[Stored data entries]
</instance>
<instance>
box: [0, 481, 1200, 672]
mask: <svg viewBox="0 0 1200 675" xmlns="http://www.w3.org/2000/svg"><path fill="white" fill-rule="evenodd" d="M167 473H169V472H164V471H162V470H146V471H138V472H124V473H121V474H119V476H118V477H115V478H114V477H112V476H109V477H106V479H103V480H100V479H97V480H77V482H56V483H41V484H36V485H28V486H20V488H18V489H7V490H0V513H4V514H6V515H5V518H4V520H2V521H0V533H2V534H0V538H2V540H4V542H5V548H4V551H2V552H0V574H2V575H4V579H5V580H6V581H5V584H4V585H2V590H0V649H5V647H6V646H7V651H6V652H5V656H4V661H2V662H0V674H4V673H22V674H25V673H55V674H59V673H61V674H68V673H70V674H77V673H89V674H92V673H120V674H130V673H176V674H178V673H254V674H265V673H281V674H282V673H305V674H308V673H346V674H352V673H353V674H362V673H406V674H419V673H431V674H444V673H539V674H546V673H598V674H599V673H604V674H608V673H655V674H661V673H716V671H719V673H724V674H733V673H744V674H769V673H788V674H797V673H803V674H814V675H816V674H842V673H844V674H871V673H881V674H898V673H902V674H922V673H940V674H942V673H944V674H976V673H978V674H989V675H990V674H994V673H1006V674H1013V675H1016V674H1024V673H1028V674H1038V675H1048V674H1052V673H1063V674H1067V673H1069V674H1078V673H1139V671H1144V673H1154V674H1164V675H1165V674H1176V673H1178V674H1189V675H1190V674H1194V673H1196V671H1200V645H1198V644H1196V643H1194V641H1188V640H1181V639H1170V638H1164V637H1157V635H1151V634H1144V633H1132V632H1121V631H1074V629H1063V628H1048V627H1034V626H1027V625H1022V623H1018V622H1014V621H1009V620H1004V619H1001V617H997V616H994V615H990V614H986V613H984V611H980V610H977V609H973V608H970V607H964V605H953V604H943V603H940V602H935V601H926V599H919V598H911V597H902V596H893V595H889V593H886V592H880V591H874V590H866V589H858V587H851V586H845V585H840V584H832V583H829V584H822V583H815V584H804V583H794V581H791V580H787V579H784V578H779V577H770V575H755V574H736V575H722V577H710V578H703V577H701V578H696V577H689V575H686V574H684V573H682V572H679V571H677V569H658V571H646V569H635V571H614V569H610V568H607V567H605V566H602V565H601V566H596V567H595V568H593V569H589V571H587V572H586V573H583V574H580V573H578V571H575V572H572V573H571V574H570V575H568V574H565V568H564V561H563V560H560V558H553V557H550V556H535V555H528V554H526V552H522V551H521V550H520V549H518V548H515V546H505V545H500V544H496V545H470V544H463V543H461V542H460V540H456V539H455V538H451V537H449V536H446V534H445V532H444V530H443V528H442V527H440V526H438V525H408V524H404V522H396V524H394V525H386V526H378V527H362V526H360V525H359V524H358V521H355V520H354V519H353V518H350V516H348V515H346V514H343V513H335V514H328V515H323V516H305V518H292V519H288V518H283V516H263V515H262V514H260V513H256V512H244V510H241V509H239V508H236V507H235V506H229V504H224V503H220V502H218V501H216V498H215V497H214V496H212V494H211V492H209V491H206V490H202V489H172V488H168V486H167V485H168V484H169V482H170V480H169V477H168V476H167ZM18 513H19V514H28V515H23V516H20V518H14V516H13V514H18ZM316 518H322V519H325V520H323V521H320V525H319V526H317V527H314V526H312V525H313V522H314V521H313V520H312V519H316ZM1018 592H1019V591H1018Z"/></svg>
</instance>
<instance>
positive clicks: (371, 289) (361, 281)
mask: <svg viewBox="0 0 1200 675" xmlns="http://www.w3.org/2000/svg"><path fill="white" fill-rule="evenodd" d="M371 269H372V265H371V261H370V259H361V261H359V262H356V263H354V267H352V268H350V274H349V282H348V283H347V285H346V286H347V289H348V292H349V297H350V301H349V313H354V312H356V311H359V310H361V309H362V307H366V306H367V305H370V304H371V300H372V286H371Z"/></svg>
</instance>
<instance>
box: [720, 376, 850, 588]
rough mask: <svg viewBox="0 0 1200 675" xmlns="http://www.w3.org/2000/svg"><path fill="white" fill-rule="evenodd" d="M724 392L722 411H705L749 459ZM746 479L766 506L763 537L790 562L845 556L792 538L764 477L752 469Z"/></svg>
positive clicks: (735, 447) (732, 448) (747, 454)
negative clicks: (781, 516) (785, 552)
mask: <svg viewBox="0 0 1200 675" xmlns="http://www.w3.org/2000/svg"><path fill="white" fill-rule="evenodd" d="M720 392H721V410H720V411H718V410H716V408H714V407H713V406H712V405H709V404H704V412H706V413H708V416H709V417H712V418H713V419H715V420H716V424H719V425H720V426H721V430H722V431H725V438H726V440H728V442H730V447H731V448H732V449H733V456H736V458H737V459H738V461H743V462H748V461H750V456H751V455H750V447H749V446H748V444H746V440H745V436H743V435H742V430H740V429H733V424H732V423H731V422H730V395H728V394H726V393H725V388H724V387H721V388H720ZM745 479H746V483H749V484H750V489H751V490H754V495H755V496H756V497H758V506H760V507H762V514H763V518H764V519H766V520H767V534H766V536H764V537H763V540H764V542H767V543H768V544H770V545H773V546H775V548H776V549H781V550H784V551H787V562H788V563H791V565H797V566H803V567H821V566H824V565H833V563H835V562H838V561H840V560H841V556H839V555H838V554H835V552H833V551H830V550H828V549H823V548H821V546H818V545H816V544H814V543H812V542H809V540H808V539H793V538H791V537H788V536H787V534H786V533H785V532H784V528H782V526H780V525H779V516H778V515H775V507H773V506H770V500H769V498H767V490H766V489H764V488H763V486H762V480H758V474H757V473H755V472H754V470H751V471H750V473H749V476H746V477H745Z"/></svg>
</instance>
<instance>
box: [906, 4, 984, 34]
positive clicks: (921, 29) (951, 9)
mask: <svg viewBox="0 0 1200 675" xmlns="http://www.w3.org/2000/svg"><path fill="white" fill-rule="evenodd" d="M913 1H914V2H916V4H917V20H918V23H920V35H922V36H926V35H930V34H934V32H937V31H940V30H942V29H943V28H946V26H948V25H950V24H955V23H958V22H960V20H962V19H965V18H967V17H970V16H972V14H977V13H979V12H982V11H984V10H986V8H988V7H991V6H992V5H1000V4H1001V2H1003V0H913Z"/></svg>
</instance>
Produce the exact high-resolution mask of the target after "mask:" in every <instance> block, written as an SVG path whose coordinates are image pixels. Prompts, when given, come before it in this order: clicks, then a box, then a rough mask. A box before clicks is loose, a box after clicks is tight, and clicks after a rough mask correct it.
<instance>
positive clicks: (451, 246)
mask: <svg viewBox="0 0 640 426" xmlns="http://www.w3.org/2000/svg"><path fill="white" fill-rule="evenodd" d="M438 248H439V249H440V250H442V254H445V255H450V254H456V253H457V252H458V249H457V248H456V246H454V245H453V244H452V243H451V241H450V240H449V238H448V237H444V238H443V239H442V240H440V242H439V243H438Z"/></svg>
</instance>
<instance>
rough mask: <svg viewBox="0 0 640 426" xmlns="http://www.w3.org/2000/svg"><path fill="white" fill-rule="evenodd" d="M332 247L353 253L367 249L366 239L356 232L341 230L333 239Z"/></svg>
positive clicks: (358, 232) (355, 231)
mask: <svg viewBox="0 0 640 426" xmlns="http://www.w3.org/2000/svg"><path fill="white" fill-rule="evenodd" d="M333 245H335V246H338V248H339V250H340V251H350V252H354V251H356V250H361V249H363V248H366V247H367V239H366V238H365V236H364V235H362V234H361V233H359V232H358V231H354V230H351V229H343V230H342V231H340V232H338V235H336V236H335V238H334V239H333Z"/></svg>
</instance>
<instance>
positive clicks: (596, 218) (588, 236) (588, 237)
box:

[HOW TO COMPLETE THIS TASK] An exact copy of every record above is required.

[EXERCISE RESULT]
</instance>
<instance>
box: [0, 481, 1200, 672]
mask: <svg viewBox="0 0 1200 675" xmlns="http://www.w3.org/2000/svg"><path fill="white" fill-rule="evenodd" d="M167 473H169V472H164V471H162V470H146V471H138V472H124V473H121V474H119V476H118V477H115V478H114V477H112V476H109V477H106V479H103V480H100V479H97V480H77V482H56V483H41V484H36V485H28V486H20V488H18V489H7V490H0V513H4V514H6V515H5V518H4V520H2V521H0V533H2V534H0V538H2V540H4V542H5V548H4V551H2V552H0V574H2V575H4V579H5V580H6V581H5V584H4V585H2V590H0V649H5V647H6V646H7V651H6V652H5V656H4V661H2V662H0V674H4V673H22V674H25V673H55V674H59V673H61V674H68V673H70V674H77V673H89V674H92V673H120V674H130V673H176V674H178V673H254V674H265V673H281V674H282V673H305V674H308V673H346V674H352V673H353V674H362V673H406V674H419V673H431V674H444V673H539V674H546V673H598V674H599V673H604V674H608V673H655V674H661V673H716V671H719V673H724V674H733V673H744V674H769V673H788V674H797V673H803V674H814V675H816V674H842V673H844V674H871V673H881V674H898V673H902V674H922V673H940V674H942V673H944V674H976V673H978V674H989V675H990V674H994V673H1006V674H1013V675H1016V674H1024V673H1028V674H1038V675H1048V674H1052V673H1063V674H1067V673H1069V674H1078V673H1139V671H1144V673H1154V674H1164V675H1165V674H1176V673H1178V674H1189V675H1190V674H1194V673H1196V671H1200V645H1198V644H1196V643H1194V641H1188V640H1181V639H1170V638H1164V637H1157V635H1151V634H1144V633H1132V632H1121V631H1074V629H1063V628H1048V627H1034V626H1027V625H1022V623H1018V622H1014V621H1009V620H1004V619H1001V617H997V616H994V615H990V614H986V613H984V611H980V610H977V609H973V608H970V607H964V605H953V604H943V603H940V602H935V601H926V599H919V598H911V597H902V596H893V595H889V593H886V592H880V591H874V590H866V589H858V587H851V586H845V585H840V584H832V583H829V584H822V583H815V584H804V583H794V581H791V580H787V579H784V578H779V577H770V575H755V574H736V575H722V577H710V578H703V577H701V578H696V577H689V575H686V574H684V573H682V572H679V571H677V569H658V571H646V569H635V571H614V569H610V568H607V567H605V566H602V565H601V566H596V567H595V568H593V569H589V571H587V572H586V573H583V574H580V573H578V571H575V572H572V573H571V574H570V575H568V574H565V568H564V561H563V560H560V558H553V557H550V556H535V555H528V554H526V552H522V551H521V550H520V549H518V548H515V546H505V545H500V544H496V545H470V544H463V543H461V542H460V540H456V539H455V538H451V537H449V536H446V534H445V532H444V530H443V528H442V527H440V526H438V525H408V524H404V522H396V524H394V525H386V526H378V527H362V526H360V525H359V524H358V521H355V520H354V519H353V518H350V516H348V515H346V514H343V513H335V514H328V515H323V516H305V518H292V519H288V518H283V516H263V515H262V514H260V513H256V512H244V510H241V509H239V508H236V507H235V506H229V504H224V503H220V502H218V501H216V498H215V497H214V496H212V494H211V492H209V491H206V490H202V489H172V488H168V486H167V485H168V484H169V482H170V480H169V477H168V476H167ZM18 513H19V514H28V515H23V516H20V518H14V516H13V514H18ZM316 518H322V519H325V520H323V521H320V525H319V526H317V527H314V526H312V525H313V522H314V521H313V520H312V519H316ZM1018 592H1019V591H1018Z"/></svg>
</instance>
<instance>
positive clicks: (371, 289) (361, 281)
mask: <svg viewBox="0 0 1200 675" xmlns="http://www.w3.org/2000/svg"><path fill="white" fill-rule="evenodd" d="M371 269H372V265H371V261H370V259H361V261H359V262H356V263H354V267H352V268H350V274H349V282H348V283H347V285H346V286H347V289H348V292H349V297H350V301H349V313H354V312H356V311H359V310H361V309H362V307H366V306H367V305H370V304H371V300H372V286H371Z"/></svg>
</instance>
<instance>
box: [720, 376, 850, 588]
rough mask: <svg viewBox="0 0 1200 675" xmlns="http://www.w3.org/2000/svg"><path fill="white" fill-rule="evenodd" d="M724 392L722 411H705L749 459ZM746 479L766 506L763 537L790 562L845 556L792 538L764 477L752 469Z"/></svg>
positive clicks: (735, 447) (732, 448) (747, 454)
negative clicks: (781, 516) (785, 552)
mask: <svg viewBox="0 0 1200 675" xmlns="http://www.w3.org/2000/svg"><path fill="white" fill-rule="evenodd" d="M720 392H721V410H720V411H718V410H716V408H714V407H713V406H712V405H709V404H704V412H706V413H708V416H709V417H712V418H713V419H715V420H716V424H719V425H720V426H721V430H722V431H725V438H726V440H728V442H730V447H731V448H732V449H733V456H736V458H737V459H738V461H743V462H748V461H750V456H751V455H750V447H749V446H748V444H746V440H745V436H743V435H742V430H740V429H733V424H732V423H731V422H730V395H728V394H726V393H725V388H724V387H721V388H720ZM745 479H746V483H749V484H750V489H751V490H754V495H755V496H756V497H758V506H760V507H762V514H763V518H764V519H766V520H767V534H766V536H764V537H763V540H764V542H767V543H768V544H770V545H773V546H775V548H776V549H781V550H784V551H787V562H788V563H791V565H797V566H803V567H821V566H824V565H833V563H835V562H838V561H840V560H841V556H839V555H838V554H835V552H833V551H830V550H828V549H823V548H821V546H818V545H816V544H814V543H812V542H809V540H808V539H793V538H791V537H788V536H787V534H786V533H785V532H784V528H782V526H780V525H779V516H778V515H775V507H773V506H770V500H769V498H767V490H766V489H764V488H763V486H762V480H758V474H757V473H755V472H754V470H751V471H750V473H749V476H746V477H745Z"/></svg>
</instance>
<instance>
box: [906, 4, 984, 34]
positive clicks: (921, 29) (951, 9)
mask: <svg viewBox="0 0 1200 675" xmlns="http://www.w3.org/2000/svg"><path fill="white" fill-rule="evenodd" d="M913 1H914V2H916V4H917V20H918V23H920V35H922V36H926V35H930V34H934V32H937V31H940V30H942V29H943V28H946V26H948V25H950V24H955V23H958V22H960V20H962V19H965V18H967V17H970V16H972V14H977V13H979V12H982V11H984V10H986V8H988V7H991V6H992V5H1000V4H1001V2H1003V0H913Z"/></svg>
</instance>
Produce the exact high-resolution mask of the target after "mask:" in every <instance> block, written as an SVG path whose coordinates are image pixels. Prompts, when given, come before it in this order: clicks, then a box, then a rough mask. A box before clicks is loose, a box after clicks is tight, and clicks after a rough mask correct it.
<instance>
positive clicks: (451, 246)
mask: <svg viewBox="0 0 640 426" xmlns="http://www.w3.org/2000/svg"><path fill="white" fill-rule="evenodd" d="M438 248H439V249H440V250H442V254H445V255H450V254H456V253H457V252H458V249H457V248H456V246H454V245H453V244H452V243H451V241H450V240H449V238H448V237H444V238H443V239H442V240H440V242H439V243H438Z"/></svg>
</instance>
<instance>
rough mask: <svg viewBox="0 0 640 426" xmlns="http://www.w3.org/2000/svg"><path fill="white" fill-rule="evenodd" d="M332 247L353 253L367 249L366 239L356 232L341 230L333 239Z"/></svg>
positive clicks: (358, 232) (355, 231)
mask: <svg viewBox="0 0 640 426" xmlns="http://www.w3.org/2000/svg"><path fill="white" fill-rule="evenodd" d="M333 245H335V246H338V248H339V250H340V251H350V252H354V251H356V250H361V249H363V248H366V247H367V239H366V238H365V236H364V235H362V234H361V233H359V232H358V231H354V230H351V229H343V230H342V231H340V232H338V235H336V236H335V238H334V239H333Z"/></svg>
</instance>
<instance>
positive clicks: (596, 218) (588, 236) (588, 237)
box:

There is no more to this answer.